=== Task prompt ===
Nothing but the lines from the one that contains "Where can the white window" through the end of the listing should appear, set down exactly.

=== Data listing ===
########################################
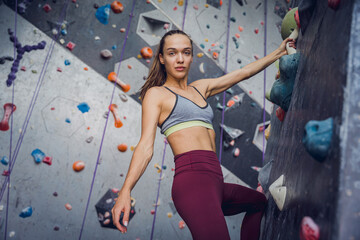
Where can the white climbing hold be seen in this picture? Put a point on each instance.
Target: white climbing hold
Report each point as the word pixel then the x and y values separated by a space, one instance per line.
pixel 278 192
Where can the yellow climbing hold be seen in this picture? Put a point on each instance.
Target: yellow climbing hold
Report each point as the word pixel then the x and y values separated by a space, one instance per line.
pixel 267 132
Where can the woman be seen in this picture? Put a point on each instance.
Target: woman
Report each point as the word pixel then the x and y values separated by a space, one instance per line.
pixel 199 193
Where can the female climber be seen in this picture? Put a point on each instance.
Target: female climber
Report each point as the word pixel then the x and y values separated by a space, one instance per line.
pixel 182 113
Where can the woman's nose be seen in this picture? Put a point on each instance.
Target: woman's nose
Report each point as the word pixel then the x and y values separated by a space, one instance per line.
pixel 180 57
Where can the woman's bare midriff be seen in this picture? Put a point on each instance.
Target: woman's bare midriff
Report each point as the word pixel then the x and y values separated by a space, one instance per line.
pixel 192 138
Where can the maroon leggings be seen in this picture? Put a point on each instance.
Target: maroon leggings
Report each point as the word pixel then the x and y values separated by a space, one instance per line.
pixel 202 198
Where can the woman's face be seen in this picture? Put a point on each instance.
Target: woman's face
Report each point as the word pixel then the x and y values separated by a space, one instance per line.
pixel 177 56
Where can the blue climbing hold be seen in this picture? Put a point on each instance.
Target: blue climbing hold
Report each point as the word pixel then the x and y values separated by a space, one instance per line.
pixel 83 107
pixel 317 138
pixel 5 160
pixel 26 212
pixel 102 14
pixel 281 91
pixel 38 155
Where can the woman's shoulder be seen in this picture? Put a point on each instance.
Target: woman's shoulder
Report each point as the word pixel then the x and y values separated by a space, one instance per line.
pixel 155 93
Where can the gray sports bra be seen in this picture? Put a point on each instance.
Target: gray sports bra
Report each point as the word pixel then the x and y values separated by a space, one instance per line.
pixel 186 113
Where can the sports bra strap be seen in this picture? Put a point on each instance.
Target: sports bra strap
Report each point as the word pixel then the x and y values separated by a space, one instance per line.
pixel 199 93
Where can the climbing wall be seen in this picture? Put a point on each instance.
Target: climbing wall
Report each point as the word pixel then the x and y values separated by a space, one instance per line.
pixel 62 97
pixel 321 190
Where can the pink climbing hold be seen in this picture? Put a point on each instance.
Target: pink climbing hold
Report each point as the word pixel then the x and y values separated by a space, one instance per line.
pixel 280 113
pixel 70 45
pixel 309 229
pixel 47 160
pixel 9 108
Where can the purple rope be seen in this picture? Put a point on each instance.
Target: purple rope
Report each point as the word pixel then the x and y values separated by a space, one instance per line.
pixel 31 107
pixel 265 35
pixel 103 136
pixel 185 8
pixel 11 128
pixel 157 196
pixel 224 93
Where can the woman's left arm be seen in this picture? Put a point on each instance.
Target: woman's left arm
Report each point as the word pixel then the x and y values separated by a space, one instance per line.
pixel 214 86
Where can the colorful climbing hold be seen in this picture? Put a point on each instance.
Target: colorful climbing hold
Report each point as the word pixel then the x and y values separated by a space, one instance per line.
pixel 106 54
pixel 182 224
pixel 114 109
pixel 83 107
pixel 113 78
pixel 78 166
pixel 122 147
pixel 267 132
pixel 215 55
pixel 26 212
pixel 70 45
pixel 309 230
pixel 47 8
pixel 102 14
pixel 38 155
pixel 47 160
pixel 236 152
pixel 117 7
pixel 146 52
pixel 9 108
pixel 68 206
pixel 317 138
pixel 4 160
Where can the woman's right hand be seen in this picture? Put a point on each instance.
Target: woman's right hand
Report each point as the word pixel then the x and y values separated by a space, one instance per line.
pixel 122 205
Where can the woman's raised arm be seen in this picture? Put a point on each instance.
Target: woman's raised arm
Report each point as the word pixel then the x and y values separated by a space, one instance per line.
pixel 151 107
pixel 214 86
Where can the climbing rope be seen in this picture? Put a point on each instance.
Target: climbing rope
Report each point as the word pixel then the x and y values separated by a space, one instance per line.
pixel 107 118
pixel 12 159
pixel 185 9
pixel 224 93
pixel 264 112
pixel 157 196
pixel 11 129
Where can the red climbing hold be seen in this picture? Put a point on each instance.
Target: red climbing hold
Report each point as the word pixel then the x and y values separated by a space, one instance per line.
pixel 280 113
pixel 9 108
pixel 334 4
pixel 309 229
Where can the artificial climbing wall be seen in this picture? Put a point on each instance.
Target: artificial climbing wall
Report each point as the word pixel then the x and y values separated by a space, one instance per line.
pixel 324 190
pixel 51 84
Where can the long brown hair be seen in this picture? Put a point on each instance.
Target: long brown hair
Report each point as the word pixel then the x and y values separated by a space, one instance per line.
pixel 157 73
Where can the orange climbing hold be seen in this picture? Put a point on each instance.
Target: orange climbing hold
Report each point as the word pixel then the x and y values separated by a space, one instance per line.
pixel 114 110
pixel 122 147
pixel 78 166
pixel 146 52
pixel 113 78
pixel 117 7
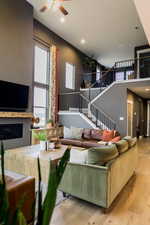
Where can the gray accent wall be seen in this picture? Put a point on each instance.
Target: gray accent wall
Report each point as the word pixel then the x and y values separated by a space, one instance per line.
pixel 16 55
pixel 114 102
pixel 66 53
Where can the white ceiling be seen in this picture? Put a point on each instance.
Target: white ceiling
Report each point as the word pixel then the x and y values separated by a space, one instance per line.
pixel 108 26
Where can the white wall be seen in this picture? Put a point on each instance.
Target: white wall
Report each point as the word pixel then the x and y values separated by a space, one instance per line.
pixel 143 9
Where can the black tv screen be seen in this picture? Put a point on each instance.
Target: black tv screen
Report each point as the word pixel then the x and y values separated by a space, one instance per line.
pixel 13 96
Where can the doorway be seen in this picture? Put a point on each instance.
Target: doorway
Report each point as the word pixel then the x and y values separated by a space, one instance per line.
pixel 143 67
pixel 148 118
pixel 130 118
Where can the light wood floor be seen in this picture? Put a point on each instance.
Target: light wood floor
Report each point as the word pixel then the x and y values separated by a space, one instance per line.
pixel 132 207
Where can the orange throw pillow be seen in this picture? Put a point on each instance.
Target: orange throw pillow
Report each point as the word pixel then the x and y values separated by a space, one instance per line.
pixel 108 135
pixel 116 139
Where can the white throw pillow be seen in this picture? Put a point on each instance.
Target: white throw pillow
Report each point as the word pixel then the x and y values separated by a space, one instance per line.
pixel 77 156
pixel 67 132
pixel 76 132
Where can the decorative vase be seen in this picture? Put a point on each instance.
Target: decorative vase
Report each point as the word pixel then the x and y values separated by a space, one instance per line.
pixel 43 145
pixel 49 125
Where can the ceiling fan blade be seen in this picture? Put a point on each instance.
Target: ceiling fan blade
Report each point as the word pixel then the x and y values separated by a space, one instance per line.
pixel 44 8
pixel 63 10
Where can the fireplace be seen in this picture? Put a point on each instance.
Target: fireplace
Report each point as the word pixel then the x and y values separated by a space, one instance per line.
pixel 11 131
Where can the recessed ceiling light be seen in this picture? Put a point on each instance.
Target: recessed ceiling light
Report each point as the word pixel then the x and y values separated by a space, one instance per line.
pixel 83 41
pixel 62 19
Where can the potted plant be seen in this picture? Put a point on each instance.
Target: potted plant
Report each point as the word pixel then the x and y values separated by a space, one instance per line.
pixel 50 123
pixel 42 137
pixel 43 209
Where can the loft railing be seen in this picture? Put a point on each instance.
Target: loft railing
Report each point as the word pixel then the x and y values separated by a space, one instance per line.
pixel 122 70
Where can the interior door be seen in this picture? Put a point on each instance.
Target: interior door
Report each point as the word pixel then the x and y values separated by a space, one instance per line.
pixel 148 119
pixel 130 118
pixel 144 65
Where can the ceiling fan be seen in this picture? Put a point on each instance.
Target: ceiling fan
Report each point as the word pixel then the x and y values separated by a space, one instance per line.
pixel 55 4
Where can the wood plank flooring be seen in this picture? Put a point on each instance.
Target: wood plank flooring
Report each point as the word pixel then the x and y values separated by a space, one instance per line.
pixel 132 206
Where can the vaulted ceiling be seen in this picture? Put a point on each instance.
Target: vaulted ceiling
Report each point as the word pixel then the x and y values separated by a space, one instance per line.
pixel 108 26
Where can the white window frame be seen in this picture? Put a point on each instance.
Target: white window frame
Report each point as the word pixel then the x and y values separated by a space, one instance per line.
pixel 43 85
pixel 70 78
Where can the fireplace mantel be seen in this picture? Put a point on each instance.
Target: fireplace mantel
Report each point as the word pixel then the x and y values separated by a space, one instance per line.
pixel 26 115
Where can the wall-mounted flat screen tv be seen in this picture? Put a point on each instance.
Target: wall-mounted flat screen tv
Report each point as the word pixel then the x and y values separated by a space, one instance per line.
########################################
=== Correct output ===
Where can the white window frame be seen in this picture? Put a point on each instance.
Target: white window frame
Report each point as the word pixel then the x and y values separated by a space, one instance per line.
pixel 43 85
pixel 70 78
Where can the fireplace mantel be seen in this picture? Put a point on each instance.
Target: fireplace mantel
Report each point as the word pixel then the x and y values separated by a space, one instance per line.
pixel 26 115
Where can the wall-mounted flat screen tv be seen in this picture? Put a point on each instance.
Target: wall-mounted flat screen tv
Report each point as the word pixel then the x and y values separated by a space, one instance per line.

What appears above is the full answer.